» **Records for the task**
□ □ □

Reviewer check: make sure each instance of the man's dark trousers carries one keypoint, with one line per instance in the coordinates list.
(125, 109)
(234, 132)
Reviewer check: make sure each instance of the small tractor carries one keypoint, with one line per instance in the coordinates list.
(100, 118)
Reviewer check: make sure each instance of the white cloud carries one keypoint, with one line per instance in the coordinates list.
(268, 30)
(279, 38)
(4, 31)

□ □ □

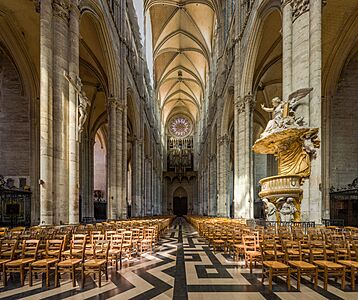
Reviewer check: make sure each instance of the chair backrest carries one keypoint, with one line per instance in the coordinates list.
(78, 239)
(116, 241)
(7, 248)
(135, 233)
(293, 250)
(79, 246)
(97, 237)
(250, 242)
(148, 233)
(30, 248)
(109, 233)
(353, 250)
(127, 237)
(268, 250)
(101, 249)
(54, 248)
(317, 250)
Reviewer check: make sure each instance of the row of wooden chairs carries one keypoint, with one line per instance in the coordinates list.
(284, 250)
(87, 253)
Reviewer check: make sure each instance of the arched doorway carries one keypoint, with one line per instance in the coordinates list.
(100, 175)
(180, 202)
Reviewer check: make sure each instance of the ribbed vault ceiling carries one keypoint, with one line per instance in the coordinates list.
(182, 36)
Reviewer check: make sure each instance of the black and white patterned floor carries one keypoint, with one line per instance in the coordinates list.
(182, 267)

□ □ □

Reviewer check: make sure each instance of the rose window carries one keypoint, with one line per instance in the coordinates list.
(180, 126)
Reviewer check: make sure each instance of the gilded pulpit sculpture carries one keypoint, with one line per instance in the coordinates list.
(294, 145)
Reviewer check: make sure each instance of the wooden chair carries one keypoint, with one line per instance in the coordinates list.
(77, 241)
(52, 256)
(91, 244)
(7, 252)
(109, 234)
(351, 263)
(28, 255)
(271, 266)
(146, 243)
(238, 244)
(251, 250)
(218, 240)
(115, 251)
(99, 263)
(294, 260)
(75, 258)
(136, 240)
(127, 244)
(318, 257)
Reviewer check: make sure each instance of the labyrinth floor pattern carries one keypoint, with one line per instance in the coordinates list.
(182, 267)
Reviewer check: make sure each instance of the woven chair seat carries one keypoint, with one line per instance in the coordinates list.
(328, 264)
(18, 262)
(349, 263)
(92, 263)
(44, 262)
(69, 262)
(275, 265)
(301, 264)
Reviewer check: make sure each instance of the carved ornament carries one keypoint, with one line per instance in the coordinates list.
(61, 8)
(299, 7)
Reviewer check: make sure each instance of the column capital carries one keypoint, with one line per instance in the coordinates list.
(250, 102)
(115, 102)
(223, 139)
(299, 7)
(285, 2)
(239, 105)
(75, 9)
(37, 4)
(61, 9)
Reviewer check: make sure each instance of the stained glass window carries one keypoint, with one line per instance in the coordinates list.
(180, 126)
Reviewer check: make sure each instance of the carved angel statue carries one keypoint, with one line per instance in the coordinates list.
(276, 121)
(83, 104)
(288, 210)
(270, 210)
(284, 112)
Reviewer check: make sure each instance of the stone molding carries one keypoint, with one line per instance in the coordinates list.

□ □ □

» **Aim**
Copy out the records word for word, the stretch from the line containing "Reviewer check: make sure each instance of the woven" through the line containing "Reviewer check: make sure each instance of the stone", both included.

» **Full solution**
Reviewer check: make sure each instance of the woven chair seat carries one keypoint, with one line per instance in the coordinates list.
(328, 264)
(18, 262)
(349, 263)
(92, 263)
(44, 262)
(69, 262)
(275, 265)
(301, 264)
Reviewer check: make sure each instance of the carved ornament carries one keypoint, with one line per instance in the coordinates list.
(61, 8)
(299, 7)
Reviewer check: make sure each instance of the column capital carries one keypoint, with one line per instance in the coordinates list.
(250, 102)
(115, 102)
(223, 139)
(299, 7)
(285, 2)
(239, 105)
(75, 9)
(37, 4)
(61, 9)
Reviewer check: make sure each instance of the stained glass window carries one keypoint, with one line per instance in the coordinates list.
(180, 126)
Reviewer check: make sure each instance of the carved angel statue carries one keypoint, with one line per instance in the coordinates list.
(276, 121)
(83, 104)
(288, 210)
(270, 210)
(284, 112)
Reviewer check: make sure each instance of the stone molding carries one keypoint, with one line per instance in the coordinates list.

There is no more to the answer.